▶ [Requirement]: Set down, exactly and in full, the line holding "# point at: fish pectoral" and all the lines after it until the listing ends, and nothing else.

▶ [Task data]:
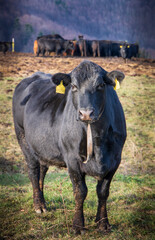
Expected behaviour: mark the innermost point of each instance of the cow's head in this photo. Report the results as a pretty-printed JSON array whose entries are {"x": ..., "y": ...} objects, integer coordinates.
[
  {"x": 88, "y": 83},
  {"x": 69, "y": 45}
]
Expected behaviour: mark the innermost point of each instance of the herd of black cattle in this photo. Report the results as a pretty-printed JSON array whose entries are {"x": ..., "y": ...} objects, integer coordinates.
[{"x": 85, "y": 48}]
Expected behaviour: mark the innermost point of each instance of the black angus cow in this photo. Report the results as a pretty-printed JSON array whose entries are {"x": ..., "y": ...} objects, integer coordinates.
[
  {"x": 51, "y": 36},
  {"x": 53, "y": 45},
  {"x": 132, "y": 50},
  {"x": 83, "y": 129},
  {"x": 5, "y": 46}
]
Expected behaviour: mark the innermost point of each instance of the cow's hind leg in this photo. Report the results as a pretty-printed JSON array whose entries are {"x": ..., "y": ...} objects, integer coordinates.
[
  {"x": 103, "y": 193},
  {"x": 36, "y": 174},
  {"x": 80, "y": 193},
  {"x": 43, "y": 170}
]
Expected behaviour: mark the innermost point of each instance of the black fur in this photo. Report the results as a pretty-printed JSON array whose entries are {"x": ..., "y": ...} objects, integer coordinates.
[{"x": 50, "y": 132}]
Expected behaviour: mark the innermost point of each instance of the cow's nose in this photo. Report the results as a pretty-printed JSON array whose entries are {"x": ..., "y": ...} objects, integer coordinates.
[{"x": 86, "y": 114}]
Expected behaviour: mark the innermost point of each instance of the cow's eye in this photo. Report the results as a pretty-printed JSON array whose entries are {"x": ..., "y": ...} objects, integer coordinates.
[
  {"x": 101, "y": 86},
  {"x": 74, "y": 88}
]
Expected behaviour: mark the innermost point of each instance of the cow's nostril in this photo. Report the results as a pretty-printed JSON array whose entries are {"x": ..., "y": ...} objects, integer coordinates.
[{"x": 86, "y": 115}]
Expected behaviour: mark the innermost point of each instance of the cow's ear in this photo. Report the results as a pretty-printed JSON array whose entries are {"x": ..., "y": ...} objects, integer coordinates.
[
  {"x": 112, "y": 76},
  {"x": 58, "y": 77}
]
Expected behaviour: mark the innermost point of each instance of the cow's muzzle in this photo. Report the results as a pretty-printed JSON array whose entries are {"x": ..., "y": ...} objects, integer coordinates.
[{"x": 86, "y": 115}]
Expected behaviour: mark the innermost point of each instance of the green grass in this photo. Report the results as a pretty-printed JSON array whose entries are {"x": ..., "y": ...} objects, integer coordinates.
[
  {"x": 131, "y": 201},
  {"x": 130, "y": 208}
]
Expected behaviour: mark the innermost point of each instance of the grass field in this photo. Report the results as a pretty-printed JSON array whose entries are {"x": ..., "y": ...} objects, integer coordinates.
[{"x": 131, "y": 205}]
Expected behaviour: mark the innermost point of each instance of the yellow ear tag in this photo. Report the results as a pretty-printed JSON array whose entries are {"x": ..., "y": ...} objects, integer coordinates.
[
  {"x": 60, "y": 88},
  {"x": 117, "y": 86}
]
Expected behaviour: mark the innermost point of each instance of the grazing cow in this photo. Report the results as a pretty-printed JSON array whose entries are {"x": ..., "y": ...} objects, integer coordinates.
[
  {"x": 53, "y": 45},
  {"x": 81, "y": 127},
  {"x": 35, "y": 47},
  {"x": 82, "y": 47},
  {"x": 5, "y": 46},
  {"x": 51, "y": 36},
  {"x": 95, "y": 48},
  {"x": 132, "y": 50}
]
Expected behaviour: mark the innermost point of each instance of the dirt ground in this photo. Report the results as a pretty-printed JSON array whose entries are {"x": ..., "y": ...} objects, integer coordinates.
[{"x": 24, "y": 64}]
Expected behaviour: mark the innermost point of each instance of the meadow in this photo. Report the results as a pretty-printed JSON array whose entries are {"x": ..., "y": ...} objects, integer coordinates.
[{"x": 131, "y": 205}]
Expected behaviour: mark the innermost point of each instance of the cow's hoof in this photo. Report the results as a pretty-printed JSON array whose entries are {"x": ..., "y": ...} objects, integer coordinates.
[{"x": 38, "y": 211}]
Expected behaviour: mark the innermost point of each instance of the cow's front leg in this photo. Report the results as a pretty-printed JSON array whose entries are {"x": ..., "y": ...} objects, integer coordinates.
[
  {"x": 80, "y": 193},
  {"x": 103, "y": 193}
]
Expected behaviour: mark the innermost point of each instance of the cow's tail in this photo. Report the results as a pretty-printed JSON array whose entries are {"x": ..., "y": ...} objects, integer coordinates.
[
  {"x": 85, "y": 50},
  {"x": 98, "y": 48}
]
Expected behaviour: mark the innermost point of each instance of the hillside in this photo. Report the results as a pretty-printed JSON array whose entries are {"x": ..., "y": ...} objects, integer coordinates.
[{"x": 130, "y": 20}]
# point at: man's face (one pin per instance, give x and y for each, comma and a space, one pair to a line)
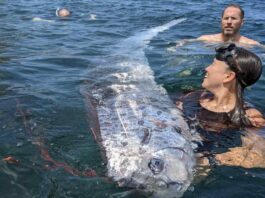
231, 21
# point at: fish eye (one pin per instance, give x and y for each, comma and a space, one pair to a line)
156, 165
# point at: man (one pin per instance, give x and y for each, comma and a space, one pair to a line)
232, 20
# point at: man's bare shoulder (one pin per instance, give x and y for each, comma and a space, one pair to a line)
248, 41
211, 38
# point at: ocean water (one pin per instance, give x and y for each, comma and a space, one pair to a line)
47, 62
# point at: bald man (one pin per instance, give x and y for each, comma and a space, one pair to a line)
232, 20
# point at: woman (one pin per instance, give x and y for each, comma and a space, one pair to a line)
220, 111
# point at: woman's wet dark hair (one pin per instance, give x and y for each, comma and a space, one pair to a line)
248, 69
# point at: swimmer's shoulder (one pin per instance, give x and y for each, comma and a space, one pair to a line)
211, 37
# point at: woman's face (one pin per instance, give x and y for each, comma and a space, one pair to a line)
216, 73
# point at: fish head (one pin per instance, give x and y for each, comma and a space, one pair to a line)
167, 172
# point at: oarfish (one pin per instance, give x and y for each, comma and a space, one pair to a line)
142, 133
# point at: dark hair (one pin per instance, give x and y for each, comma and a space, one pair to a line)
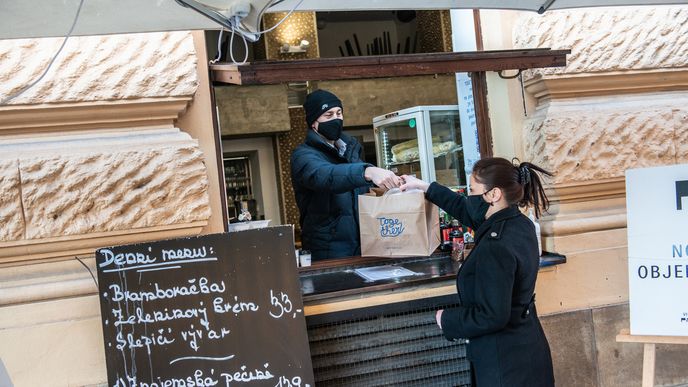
520, 182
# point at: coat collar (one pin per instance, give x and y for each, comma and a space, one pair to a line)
497, 219
315, 140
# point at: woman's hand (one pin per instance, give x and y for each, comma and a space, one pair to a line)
382, 178
411, 182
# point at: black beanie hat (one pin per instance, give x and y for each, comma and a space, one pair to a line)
317, 103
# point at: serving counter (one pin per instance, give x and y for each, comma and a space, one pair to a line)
365, 332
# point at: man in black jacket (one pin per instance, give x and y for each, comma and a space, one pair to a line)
328, 174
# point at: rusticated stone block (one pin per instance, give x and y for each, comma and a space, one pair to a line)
11, 216
587, 145
99, 68
101, 190
614, 39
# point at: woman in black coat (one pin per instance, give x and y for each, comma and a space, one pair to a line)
504, 339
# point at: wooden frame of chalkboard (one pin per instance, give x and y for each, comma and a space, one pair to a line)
217, 309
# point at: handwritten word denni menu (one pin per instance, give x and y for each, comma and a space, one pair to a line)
215, 310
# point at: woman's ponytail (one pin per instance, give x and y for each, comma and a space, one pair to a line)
533, 190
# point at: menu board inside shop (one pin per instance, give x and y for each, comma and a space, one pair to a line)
214, 310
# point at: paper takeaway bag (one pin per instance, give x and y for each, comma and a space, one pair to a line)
398, 224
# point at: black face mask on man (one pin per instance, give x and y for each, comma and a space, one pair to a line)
331, 129
477, 207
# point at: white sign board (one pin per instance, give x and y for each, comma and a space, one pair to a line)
657, 206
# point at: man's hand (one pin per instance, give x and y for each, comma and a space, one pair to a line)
410, 182
382, 177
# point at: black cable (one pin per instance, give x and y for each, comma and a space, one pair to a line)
30, 85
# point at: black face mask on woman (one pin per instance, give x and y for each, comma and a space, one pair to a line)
477, 207
331, 129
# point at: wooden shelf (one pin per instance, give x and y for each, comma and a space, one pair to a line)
383, 66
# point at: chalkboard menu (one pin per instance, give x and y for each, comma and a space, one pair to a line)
214, 310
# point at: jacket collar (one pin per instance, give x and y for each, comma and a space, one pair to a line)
498, 219
315, 140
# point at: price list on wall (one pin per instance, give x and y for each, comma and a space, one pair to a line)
214, 310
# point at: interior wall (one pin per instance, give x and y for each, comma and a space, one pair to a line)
268, 174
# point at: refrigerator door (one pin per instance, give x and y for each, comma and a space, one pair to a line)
399, 145
424, 141
446, 165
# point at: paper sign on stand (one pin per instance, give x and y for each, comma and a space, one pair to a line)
657, 215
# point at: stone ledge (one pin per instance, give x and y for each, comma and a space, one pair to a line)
64, 276
144, 112
612, 83
67, 247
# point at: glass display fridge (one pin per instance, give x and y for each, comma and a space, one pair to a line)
425, 141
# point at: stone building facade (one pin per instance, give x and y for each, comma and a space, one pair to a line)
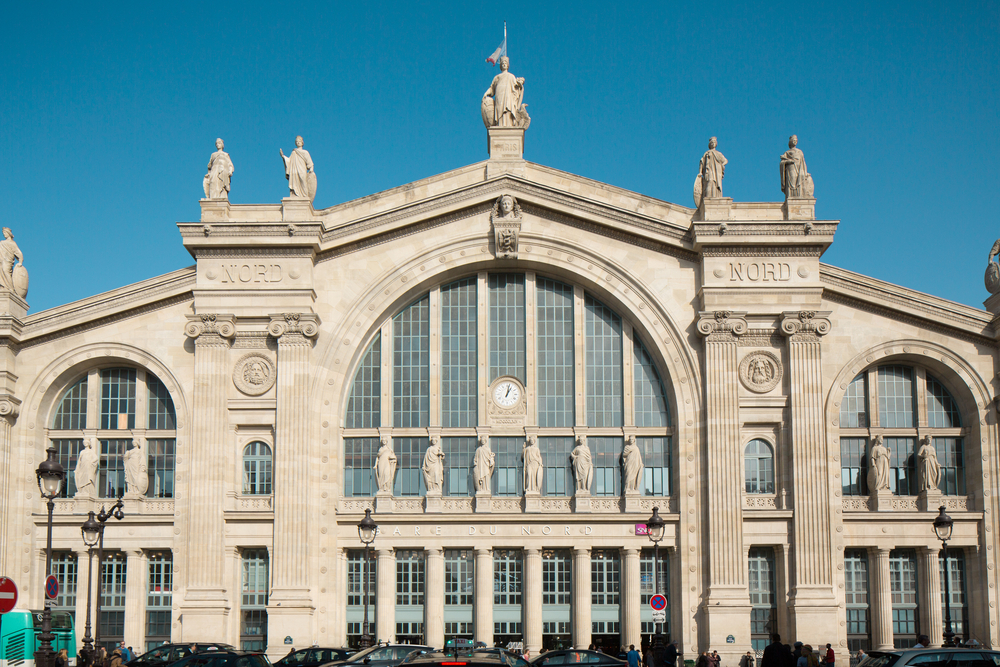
260, 383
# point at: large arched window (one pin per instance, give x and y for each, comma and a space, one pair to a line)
508, 351
129, 410
894, 401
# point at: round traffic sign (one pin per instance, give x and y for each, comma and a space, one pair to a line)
8, 594
51, 587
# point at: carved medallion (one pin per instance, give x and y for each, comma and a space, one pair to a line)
760, 371
253, 374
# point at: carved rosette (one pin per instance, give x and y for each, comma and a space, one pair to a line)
506, 220
806, 324
760, 371
253, 374
722, 325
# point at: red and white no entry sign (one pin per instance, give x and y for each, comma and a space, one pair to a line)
8, 594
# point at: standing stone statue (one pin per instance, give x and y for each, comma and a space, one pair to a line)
385, 466
930, 468
299, 172
878, 466
220, 171
13, 277
85, 472
503, 101
484, 464
434, 467
583, 465
534, 468
632, 457
136, 471
795, 180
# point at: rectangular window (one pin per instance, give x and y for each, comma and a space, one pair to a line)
657, 458
111, 478
558, 467
507, 576
607, 453
557, 579
555, 332
160, 465
508, 477
459, 362
409, 462
159, 598
458, 577
853, 467
118, 399
359, 457
458, 457
253, 608
507, 333
895, 397
411, 365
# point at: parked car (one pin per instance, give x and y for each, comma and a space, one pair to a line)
386, 655
313, 657
934, 657
574, 657
168, 653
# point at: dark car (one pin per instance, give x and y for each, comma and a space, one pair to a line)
386, 655
224, 658
168, 653
574, 657
313, 657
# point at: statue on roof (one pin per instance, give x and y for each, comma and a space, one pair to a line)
503, 102
795, 180
299, 171
220, 171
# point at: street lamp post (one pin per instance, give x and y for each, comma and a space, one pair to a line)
50, 476
943, 525
366, 531
655, 528
102, 517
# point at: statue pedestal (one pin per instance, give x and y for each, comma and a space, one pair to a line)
506, 149
484, 501
633, 501
433, 503
800, 208
930, 501
532, 502
383, 502
881, 501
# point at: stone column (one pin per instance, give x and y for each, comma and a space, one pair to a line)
630, 599
135, 598
881, 595
385, 596
532, 600
434, 598
484, 596
727, 607
581, 598
290, 606
204, 609
813, 602
929, 585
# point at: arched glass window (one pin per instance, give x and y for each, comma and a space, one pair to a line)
906, 396
558, 356
257, 469
122, 393
758, 462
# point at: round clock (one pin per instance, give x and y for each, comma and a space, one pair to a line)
506, 393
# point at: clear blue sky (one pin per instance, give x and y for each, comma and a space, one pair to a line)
110, 111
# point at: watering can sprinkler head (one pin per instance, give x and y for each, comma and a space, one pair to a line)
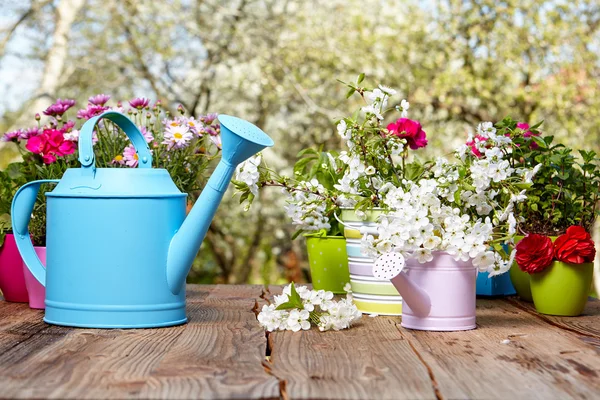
390, 266
241, 140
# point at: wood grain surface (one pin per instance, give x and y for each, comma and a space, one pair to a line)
223, 353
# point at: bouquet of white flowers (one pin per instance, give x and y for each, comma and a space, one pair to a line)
464, 208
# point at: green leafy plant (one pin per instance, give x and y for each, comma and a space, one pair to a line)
564, 191
311, 200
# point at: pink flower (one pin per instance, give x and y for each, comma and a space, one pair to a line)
99, 99
474, 145
118, 160
410, 130
139, 103
193, 125
147, 134
91, 111
527, 134
59, 107
208, 119
217, 141
50, 144
13, 136
130, 156
29, 133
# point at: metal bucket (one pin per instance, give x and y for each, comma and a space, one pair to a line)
371, 295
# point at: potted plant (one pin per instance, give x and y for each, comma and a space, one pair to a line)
311, 204
377, 153
564, 190
182, 145
441, 227
560, 270
12, 281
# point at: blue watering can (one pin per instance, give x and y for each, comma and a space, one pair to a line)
119, 245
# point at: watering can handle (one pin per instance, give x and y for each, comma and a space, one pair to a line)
86, 150
21, 209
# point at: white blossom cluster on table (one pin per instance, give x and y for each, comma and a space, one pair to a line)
297, 308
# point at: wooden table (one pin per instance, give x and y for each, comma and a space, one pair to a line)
223, 353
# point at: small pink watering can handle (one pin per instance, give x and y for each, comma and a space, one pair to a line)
86, 149
21, 209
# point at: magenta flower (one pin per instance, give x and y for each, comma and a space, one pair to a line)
91, 111
29, 133
13, 136
99, 99
139, 103
147, 134
59, 107
130, 156
217, 141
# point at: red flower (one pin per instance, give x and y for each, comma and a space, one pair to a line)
576, 246
410, 130
534, 253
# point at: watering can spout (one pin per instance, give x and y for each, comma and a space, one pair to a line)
241, 140
390, 267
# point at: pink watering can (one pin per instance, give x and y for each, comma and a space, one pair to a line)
438, 295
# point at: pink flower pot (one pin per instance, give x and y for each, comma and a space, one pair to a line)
12, 281
37, 292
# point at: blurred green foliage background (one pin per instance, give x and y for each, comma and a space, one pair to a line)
275, 63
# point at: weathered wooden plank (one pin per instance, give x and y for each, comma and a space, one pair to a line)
511, 355
91, 363
219, 354
587, 324
18, 323
370, 360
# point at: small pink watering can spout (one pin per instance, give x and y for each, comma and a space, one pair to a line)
390, 267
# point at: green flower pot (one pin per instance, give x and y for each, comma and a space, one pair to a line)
328, 262
562, 288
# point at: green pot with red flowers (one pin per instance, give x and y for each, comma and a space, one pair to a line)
560, 272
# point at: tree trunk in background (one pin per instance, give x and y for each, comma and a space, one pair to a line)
66, 12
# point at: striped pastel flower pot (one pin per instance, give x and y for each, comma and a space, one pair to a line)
371, 295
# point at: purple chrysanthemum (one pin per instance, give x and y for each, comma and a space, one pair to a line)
139, 103
99, 99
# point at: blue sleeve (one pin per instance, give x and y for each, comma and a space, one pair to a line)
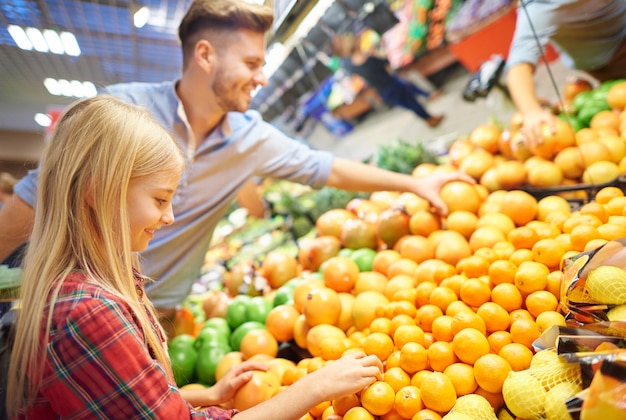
26, 188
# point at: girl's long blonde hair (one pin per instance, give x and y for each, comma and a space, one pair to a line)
97, 147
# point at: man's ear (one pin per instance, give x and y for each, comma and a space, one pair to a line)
204, 54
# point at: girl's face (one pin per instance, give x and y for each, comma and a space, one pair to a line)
150, 206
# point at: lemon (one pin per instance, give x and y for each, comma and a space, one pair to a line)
555, 400
618, 313
475, 406
524, 395
607, 284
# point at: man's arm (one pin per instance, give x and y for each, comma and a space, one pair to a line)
355, 176
16, 224
521, 84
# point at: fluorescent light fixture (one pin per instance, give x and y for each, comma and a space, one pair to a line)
36, 37
20, 37
141, 16
70, 44
53, 86
54, 41
75, 88
89, 90
43, 120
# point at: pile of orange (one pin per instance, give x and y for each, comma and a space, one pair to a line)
451, 310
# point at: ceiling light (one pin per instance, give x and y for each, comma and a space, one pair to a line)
141, 16
53, 86
39, 42
70, 44
54, 41
20, 37
43, 120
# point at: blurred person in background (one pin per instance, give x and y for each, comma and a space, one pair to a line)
225, 145
590, 35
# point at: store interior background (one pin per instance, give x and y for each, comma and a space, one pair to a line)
114, 50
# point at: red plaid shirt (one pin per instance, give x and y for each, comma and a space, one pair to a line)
97, 364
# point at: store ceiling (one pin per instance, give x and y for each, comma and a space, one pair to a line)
113, 50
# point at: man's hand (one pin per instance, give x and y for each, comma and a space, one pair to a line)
532, 126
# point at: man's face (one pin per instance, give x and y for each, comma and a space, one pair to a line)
239, 71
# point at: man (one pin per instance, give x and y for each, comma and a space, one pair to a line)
589, 34
223, 43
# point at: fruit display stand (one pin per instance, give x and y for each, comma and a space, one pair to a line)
473, 313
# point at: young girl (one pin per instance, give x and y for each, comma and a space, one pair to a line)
87, 343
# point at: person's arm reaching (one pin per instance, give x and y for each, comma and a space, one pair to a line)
16, 224
355, 176
521, 86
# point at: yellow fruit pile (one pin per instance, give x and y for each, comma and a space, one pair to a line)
540, 391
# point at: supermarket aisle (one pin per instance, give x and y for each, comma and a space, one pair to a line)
383, 126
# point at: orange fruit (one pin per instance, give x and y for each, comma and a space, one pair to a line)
322, 306
467, 319
517, 354
442, 296
520, 206
423, 292
258, 342
378, 344
541, 301
340, 273
261, 387
490, 371
496, 318
408, 334
280, 322
548, 252
462, 377
425, 316
442, 328
426, 414
413, 357
370, 280
502, 271
408, 401
358, 413
341, 405
469, 344
440, 355
462, 221
424, 222
522, 237
547, 319
397, 378
525, 332
498, 339
384, 259
302, 289
404, 266
438, 392
378, 398
321, 332
508, 296
458, 195
364, 308
473, 266
531, 276
474, 292
607, 193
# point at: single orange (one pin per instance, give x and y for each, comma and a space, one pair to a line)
378, 398
469, 344
440, 355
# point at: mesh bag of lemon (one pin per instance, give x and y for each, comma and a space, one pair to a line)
594, 284
540, 391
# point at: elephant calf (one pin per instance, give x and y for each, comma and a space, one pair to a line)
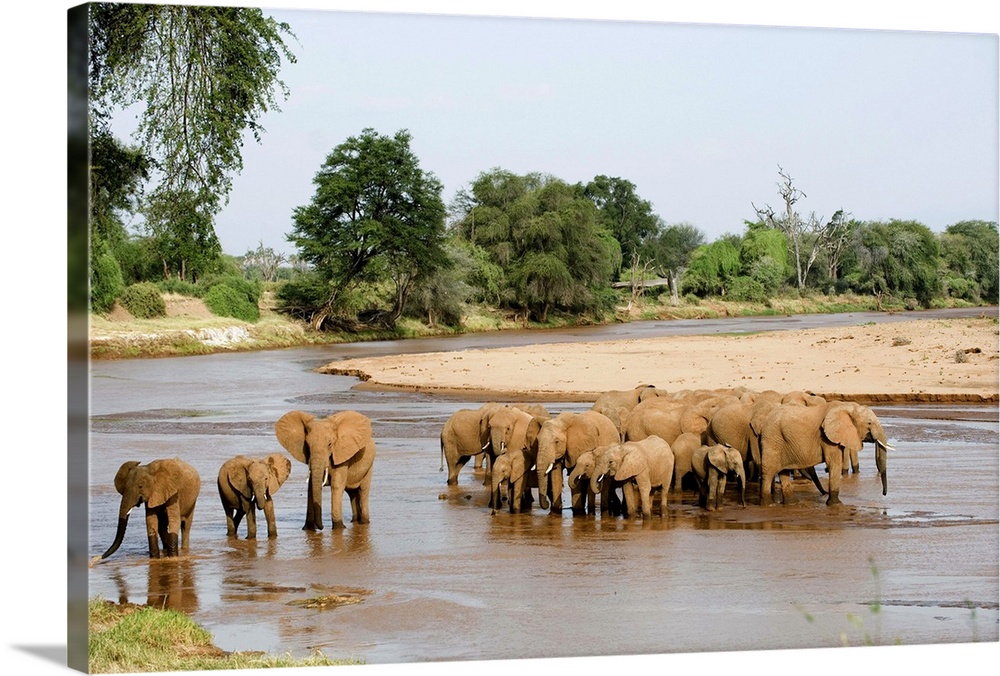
248, 484
711, 465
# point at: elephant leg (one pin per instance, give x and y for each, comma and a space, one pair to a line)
785, 479
835, 462
811, 473
578, 501
252, 523
766, 485
230, 523
310, 508
359, 505
720, 491
272, 528
155, 529
170, 544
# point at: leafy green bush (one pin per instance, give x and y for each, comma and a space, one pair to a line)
106, 282
225, 301
746, 289
249, 289
144, 300
179, 286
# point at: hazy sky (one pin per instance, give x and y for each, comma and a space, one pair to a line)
884, 124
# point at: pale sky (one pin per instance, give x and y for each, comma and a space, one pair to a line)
882, 123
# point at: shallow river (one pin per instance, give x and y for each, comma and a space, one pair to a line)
439, 578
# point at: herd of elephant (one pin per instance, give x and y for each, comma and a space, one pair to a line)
338, 449
647, 440
640, 442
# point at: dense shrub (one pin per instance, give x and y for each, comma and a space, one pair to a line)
181, 287
746, 289
143, 300
105, 278
247, 288
226, 301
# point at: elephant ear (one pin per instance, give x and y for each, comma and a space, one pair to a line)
532, 427
291, 432
165, 483
121, 478
632, 464
279, 468
236, 476
839, 428
354, 431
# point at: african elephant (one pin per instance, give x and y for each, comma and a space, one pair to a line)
648, 464
799, 437
561, 440
463, 437
579, 479
340, 452
248, 484
683, 447
503, 422
669, 418
169, 489
712, 464
512, 475
617, 404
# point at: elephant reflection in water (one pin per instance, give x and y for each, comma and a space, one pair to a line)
170, 585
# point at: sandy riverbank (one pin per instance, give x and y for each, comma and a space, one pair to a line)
923, 360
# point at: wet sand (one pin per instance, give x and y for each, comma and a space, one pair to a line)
947, 360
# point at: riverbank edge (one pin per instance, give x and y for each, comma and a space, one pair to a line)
462, 393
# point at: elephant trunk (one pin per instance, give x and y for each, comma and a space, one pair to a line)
318, 477
877, 434
119, 536
880, 464
543, 465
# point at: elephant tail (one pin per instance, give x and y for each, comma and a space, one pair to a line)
119, 536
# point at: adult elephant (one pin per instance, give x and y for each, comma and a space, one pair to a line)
683, 448
712, 465
618, 404
561, 440
644, 466
169, 489
800, 437
464, 436
248, 484
507, 424
340, 452
579, 479
512, 477
669, 418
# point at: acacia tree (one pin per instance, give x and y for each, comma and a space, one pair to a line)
807, 237
623, 213
671, 250
376, 216
204, 76
545, 246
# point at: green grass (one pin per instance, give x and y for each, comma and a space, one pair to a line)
130, 638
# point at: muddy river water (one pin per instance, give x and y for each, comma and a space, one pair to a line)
435, 577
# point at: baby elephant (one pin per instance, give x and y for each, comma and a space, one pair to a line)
711, 465
248, 484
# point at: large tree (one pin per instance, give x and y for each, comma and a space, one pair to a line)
376, 216
203, 76
544, 240
623, 213
807, 236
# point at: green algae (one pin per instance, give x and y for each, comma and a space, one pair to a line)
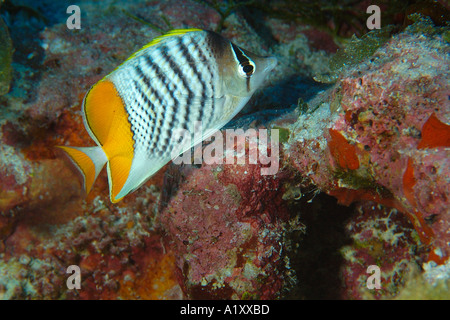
6, 51
355, 51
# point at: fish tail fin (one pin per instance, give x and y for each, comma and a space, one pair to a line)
89, 161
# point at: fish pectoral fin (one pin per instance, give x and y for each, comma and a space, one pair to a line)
118, 171
89, 161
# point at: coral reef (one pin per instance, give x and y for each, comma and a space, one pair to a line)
363, 172
228, 225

▶ [Answer to this task]:
# point at: fish pectoral fin (one pin per instance, give x and y for each, comma and a space, one pair to a line)
118, 171
89, 161
# point at: coral reef (one pin per instance, give x and y for each, comma and a space, one pair to a line)
363, 172
228, 225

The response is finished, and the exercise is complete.